**** DOCUMENT ****

DATES: This rule is effective on January 12, 2018.
FOR FURTHER INFORMATION CONTACT: Kevin Korzeniewski, Counsel,
Legislative and Regulatory Activities Division, (202) 649-5490, or, for
persons who are deaf or hearing impaired, TTY, (202) 649-5597.
The Federal Civil Penalties Inflation Adjustment Act of 1990 (the
1990 Adjustment Act),\1\ as amended by the Federal Civil Penalties
Inflation Adjustment Act Improvements Act of 2015 (the 2015 Adjustment
Act),\2\ requires Federal agencies to adjust the amount of their civil
money penalties (CMPs) \3\ for inflation by January 15 of each year,
and requires the Office of Management and Budget (OMB) to issue
guidance to Federal agencies not later than December 15 of each year,
on implementing the required inflation adjustments.
\1\ Public Law 101-410, Oct. 5, 1990, 104 Stat. 890, codified at
\2\ Public Law 114-74, Title VII, section 701(b), Nov. 2, 2015,
129 Stat. 599, codified at 28 U.S.C. 2461 note.

**** GIVEN RECORDS ****

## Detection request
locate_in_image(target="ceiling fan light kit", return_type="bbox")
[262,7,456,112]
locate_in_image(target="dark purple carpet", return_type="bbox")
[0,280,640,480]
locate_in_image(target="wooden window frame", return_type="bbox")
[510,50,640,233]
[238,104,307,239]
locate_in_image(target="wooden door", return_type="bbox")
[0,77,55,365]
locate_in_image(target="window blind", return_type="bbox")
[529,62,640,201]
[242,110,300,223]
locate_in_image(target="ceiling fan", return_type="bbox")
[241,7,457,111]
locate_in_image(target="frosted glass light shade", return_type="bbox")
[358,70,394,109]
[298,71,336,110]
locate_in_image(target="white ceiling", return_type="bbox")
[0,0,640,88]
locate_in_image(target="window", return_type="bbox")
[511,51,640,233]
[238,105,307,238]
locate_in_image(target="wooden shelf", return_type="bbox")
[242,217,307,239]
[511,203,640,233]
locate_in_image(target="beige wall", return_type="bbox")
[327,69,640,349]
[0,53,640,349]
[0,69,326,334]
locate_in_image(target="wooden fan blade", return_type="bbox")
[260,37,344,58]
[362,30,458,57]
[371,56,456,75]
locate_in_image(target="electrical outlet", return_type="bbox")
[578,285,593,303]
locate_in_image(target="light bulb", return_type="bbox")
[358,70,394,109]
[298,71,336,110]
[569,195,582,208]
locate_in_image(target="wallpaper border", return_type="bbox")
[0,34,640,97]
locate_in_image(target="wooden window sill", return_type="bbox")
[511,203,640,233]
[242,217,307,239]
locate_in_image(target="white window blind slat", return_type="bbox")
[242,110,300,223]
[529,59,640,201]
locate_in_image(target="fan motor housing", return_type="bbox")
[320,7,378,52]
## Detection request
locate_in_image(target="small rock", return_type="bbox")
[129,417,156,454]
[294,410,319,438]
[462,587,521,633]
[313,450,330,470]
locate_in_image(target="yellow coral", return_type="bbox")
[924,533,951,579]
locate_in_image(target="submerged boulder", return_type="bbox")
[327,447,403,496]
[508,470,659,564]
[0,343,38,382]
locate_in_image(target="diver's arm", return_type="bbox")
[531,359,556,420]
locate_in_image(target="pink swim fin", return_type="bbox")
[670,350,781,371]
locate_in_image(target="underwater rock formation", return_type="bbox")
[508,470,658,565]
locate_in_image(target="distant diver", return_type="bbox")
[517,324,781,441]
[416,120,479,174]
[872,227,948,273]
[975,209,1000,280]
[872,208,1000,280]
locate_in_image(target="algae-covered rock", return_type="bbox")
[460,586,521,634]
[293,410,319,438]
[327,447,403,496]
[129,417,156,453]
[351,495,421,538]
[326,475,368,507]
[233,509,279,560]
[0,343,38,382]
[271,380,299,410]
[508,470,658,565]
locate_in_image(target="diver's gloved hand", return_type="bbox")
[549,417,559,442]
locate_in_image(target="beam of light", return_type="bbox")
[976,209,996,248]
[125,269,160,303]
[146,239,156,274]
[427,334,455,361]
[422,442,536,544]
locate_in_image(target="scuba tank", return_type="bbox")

****

GIVEN INSTRUCTION 1 = Using the civil penalties inflation adjustment excerpt, decide whether each statement agrees with it. Answer yes or no for each and quote the deciding words of the excerpt. (a) The rule takes effect on January 12, 2018. (b) OMB must issue its guidance to Federal agencies by January 15 of each year. (c) The 2015 Adjustment Act amended the 1990 Adjustment Act.
GIVEN INSTRUCTION 2 = Rename "wooden" to "oak" in the rows, from their start through the line containing "[238,105,307,238]". Reproduce those lines with nothing else changed.

EXERCISE RESPONSE 1 =
(a) Yes: "This rule is effective on January 12, 2018."
(b) No: "not later than December 15 of each year"
(c) Yes: "as amended by the Federal Civil Penalties Inflation Adjustment Act Improvements Act of 2015 (the 2015 Adjustment Act)"

EXERCISE RESPONSE 2 =
## Detection request
locate_in_image(target="ceiling fan light kit", return_type="bbox")
[262,7,456,112]
locate_in_image(target="dark purple carpet", return_type="bbox")
[0,280,640,480]
locate_in_image(target="oak window frame", return_type="bbox")
[510,50,640,233]
[238,104,307,239]
locate_in_image(target="oak door", return_type="bbox")
[0,77,55,365]
locate_in_image(target="window blind", return_type="bbox")
[529,62,640,201]
[242,110,300,223]
locate_in_image(target="ceiling fan", return_type="bbox")
[241,7,457,111]
locate_in_image(target="frosted glass light shade", return_type="bbox")
[358,70,394,109]
[298,71,336,110]
locate_in_image(target="white ceiling", return_type="bbox")
[0,0,640,88]
locate_in_image(target="window", return_type="bbox")
[511,51,640,233]
[238,105,307,238]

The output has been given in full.